§ **SHORT PROBLEM A**
Rewrite the rows below as a numbered list, leaving out blank lines, covering everything from the line containing "of the sandstone" down to the line containing "point(77, 86)".

§ **TEXT SHOWN**
Attila Magyar edited this page May 27, 2017 · 30 revisions

Most Forth implementations don't have string or character literals built into the language. The reason for this lies in how Forth words are parsed. Simplicity is one of the key virtues of Forth. The Forth syntax is extremely simple, building a parser from scratch (even in assembly) is trivial. Forth source code consists of white space separated tokens. These tokens represent either words or numbers. The outer interpreter grabs the next token and looks it up in the dictionary. If it finds it, it will interpret it as a word (and that word will be either compiled or executed), otherwise it will try to convert it to a number (and that number will be either pushed onto the data stack or compiled as a literal).

Here is how a typical Forth outer interpeter looks like.

\ fig-Forth's outer interpeter
: interpret ( -- )
  begin -find 
    if state @ <
      if cfa , else cfa execute then
    else here number dpl @ 1+
      if drop [compile] literal
      else    [compile] dliteral
      then
     then ?stack
  again ;

Most Forth systems choose to use parsing words to add support for strings or characters, instead of extending the outer interpreter with new cases and making it complicated (who would be so cruel to make this nice code ugly and complex?)

Nothing prevents you to define a new word and name it ".

: " <parse the string from the input until you find a ">

Here is how you can use it to define a Hello World! string. Note that the leading space is not part of the string. Remember that Forth parses white space separated tokens and the " is one of them.

" Hello world!"

In punyforth I chose to use a different parsing word for this because I didn't like the leading space at the beginning of each string.

: str: <find the first non white space character, treat it as separator, parse the string until the end separator>

str: "Hello World!"

There is no leading space, but unfortunately you have to use this relatively long parsing word before each strings.

I was not satisfied with either of these solutions so I decided to add real string literals. I extended the outer interpreter with 2 hooks and now it works like this.

  1. Find the next token
  2. If it's in the dictionary compile or execute
  3. Otherwise try to convert it to a number
  4. If it's not a number call hook1 when we're interpreting or hook2 if we're compiling

Now the code that recognizes a string can be hooked into the outer interperter. In fact, the number conversion can be extracted out and implemented as a hook too.

§ **SHORT PROBLEM B**
According to the text on Forth strings, why is the leading space after the " word not part of the string?

Coordinate annotation rows:
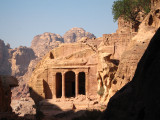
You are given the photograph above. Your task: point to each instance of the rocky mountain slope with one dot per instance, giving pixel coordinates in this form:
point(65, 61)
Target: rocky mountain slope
point(20, 62)
point(5, 66)
point(75, 34)
point(140, 98)
point(134, 51)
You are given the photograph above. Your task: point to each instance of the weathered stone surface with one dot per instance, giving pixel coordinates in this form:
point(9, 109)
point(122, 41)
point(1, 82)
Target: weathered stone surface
point(139, 99)
point(5, 66)
point(41, 44)
point(75, 34)
point(6, 82)
point(63, 59)
point(20, 59)
point(133, 52)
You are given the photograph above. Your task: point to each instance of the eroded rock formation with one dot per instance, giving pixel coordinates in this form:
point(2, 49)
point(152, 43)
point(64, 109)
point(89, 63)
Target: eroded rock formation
point(5, 65)
point(75, 34)
point(20, 59)
point(140, 98)
point(41, 44)
point(134, 51)
point(6, 82)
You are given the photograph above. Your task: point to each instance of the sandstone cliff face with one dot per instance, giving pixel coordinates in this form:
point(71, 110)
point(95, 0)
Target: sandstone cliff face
point(140, 98)
point(5, 66)
point(75, 34)
point(6, 82)
point(41, 44)
point(134, 51)
point(20, 59)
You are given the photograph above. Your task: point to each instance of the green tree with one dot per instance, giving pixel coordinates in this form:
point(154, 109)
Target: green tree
point(130, 9)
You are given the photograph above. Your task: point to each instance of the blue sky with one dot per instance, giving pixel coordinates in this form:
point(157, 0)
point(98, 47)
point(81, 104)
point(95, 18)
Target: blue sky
point(21, 20)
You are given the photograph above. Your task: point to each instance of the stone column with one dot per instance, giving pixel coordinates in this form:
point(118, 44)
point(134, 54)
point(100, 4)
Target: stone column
point(54, 86)
point(63, 85)
point(77, 86)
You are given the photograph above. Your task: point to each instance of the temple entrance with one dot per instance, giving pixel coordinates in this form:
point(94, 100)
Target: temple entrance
point(70, 84)
point(47, 91)
point(58, 85)
point(81, 79)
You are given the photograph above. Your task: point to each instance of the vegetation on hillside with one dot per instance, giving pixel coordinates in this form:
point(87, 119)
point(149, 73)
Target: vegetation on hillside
point(129, 9)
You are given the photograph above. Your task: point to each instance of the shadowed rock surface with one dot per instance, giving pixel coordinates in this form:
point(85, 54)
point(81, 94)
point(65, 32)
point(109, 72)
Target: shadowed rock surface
point(140, 98)
point(75, 34)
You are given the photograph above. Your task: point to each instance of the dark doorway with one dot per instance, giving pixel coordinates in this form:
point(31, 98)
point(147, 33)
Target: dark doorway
point(47, 90)
point(58, 85)
point(70, 84)
point(81, 79)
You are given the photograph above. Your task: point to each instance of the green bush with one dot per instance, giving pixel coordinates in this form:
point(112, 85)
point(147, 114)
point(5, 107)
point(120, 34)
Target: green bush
point(129, 9)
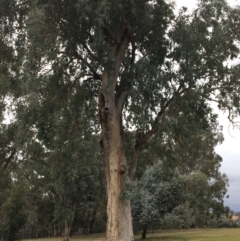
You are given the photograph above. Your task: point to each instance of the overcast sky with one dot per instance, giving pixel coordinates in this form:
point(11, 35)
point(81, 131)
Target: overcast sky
point(230, 149)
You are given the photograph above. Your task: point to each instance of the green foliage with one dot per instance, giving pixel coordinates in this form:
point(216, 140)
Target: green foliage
point(156, 194)
point(15, 208)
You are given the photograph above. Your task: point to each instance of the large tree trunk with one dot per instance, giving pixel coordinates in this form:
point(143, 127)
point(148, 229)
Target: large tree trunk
point(119, 219)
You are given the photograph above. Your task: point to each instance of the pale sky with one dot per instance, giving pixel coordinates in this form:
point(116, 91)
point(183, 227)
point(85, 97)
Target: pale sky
point(230, 149)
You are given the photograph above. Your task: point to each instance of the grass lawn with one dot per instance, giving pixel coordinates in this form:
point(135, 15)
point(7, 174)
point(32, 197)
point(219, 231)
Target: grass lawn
point(196, 235)
point(232, 234)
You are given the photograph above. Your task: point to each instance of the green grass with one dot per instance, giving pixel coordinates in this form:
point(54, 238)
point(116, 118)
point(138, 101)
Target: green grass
point(180, 235)
point(197, 235)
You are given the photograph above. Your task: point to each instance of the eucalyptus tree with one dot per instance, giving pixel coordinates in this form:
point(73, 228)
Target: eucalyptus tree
point(125, 61)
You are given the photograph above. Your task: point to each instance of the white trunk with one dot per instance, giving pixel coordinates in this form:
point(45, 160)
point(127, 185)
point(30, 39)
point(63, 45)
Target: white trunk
point(119, 219)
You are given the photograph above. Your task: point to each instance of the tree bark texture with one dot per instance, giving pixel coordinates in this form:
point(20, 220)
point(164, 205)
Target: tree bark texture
point(119, 220)
point(144, 233)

§ **EXERCISE RESULT A**
1. You are given the photograph above. Your task: point to each instance of the sandstone cliff face with one dot per instance, giving pixel coordinates in this form:
2. point(71, 110)
3. point(95, 0)
4. Target: sandstone cliff face
5. point(140, 98)
6. point(5, 66)
7. point(75, 34)
8. point(6, 82)
9. point(41, 44)
10. point(134, 51)
11. point(20, 59)
12. You are given the photograph above. Your task: point to each instance of the green tree with one dot per instance, giving pixel coordinates in this form:
13. point(154, 109)
14. Target: green tree
15. point(130, 9)
16. You are given the photograph above. Your task: point to each instance of the blue sky with one dot per instance, giving pixel coordinates in this form:
17. point(157, 0)
18. point(98, 47)
19. point(81, 104)
20. point(95, 18)
21. Target: blue sky
22. point(21, 20)
23. You are given the photograph above. Your task: point to each instance of the stone column with one dot per instance, giving pixel coordinates in this form:
24. point(118, 44)
25. point(134, 54)
26. point(100, 4)
27. Target: stone column
28. point(54, 86)
29. point(63, 85)
30. point(77, 86)

§ **EXERCISE RESULT B**
Forth parses source code as white-space-separated tokens, and the " is one of those tokens. The space after it only separates that token from what follows, so the space does not belong to the string.